-- INPUT RECORDS follows --

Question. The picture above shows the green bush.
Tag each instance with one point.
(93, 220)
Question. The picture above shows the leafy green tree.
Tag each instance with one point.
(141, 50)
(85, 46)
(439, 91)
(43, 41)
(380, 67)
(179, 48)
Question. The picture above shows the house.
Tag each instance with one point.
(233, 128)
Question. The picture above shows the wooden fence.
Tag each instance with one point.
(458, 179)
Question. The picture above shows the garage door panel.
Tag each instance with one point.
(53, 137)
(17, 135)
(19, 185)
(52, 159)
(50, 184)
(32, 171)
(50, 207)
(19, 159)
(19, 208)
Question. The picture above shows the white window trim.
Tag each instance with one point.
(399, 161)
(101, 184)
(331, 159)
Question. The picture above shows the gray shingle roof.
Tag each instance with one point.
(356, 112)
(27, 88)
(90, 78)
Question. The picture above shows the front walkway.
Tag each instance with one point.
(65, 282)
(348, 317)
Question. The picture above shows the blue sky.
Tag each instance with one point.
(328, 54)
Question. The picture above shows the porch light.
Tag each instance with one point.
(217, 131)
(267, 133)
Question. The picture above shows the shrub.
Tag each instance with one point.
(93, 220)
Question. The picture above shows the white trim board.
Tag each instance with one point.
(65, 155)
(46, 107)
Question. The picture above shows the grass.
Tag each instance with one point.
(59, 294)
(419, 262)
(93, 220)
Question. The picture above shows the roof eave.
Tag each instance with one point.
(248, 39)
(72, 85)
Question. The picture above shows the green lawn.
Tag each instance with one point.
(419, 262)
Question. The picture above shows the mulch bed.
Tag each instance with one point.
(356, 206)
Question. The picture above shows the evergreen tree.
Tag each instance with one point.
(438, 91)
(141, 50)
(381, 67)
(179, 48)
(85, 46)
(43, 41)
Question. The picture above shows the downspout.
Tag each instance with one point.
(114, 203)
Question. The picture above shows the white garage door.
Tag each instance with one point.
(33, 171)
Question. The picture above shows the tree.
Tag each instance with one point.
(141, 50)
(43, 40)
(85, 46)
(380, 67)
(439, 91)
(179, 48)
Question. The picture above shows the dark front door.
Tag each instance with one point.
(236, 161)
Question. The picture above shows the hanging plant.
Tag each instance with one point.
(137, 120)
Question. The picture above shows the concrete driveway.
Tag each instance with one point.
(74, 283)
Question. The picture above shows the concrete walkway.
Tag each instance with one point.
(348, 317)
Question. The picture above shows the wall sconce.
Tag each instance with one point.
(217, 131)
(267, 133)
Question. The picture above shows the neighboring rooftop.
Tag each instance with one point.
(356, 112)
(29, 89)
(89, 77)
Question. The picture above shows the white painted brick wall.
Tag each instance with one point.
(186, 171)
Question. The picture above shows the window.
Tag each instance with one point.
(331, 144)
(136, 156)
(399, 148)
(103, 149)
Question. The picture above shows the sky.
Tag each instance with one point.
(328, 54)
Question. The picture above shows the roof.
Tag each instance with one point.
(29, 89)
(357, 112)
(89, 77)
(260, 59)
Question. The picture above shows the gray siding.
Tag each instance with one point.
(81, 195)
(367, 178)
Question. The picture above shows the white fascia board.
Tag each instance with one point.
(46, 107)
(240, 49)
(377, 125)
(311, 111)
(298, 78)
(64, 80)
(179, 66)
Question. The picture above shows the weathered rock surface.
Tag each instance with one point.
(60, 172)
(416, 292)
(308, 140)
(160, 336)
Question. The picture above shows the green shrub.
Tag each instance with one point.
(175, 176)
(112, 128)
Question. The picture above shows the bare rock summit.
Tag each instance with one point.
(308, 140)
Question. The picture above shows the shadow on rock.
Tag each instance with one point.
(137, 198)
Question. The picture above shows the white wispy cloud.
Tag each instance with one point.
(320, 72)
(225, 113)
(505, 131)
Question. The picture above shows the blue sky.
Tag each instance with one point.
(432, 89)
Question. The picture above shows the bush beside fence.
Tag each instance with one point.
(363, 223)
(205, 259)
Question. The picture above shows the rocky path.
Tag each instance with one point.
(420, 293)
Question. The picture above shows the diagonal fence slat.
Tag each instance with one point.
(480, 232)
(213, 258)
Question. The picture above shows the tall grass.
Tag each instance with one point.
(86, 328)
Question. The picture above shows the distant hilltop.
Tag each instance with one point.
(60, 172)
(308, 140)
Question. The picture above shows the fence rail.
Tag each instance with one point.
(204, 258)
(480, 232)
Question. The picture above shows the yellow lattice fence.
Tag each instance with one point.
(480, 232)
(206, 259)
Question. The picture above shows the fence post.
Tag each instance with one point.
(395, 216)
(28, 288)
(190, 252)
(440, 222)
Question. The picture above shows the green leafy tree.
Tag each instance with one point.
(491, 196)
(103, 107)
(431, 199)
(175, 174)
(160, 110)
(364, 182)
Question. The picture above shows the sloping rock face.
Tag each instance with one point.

-- INPUT RECORDS concluded --

▶ **WORK TASK**
The answer should be all lines from the entries above that hold the word "white".

▶ **TASK ANSWER**
Question. The picture above shows the white window trim.
Question. The picture above shows the white trim board.
Question. The picture above shows the white garage door.
Question. The picture above shows the white painted brick wall.
Question. The picture above shows the white fascia board.
Question. The picture above shows the white wispy cloud.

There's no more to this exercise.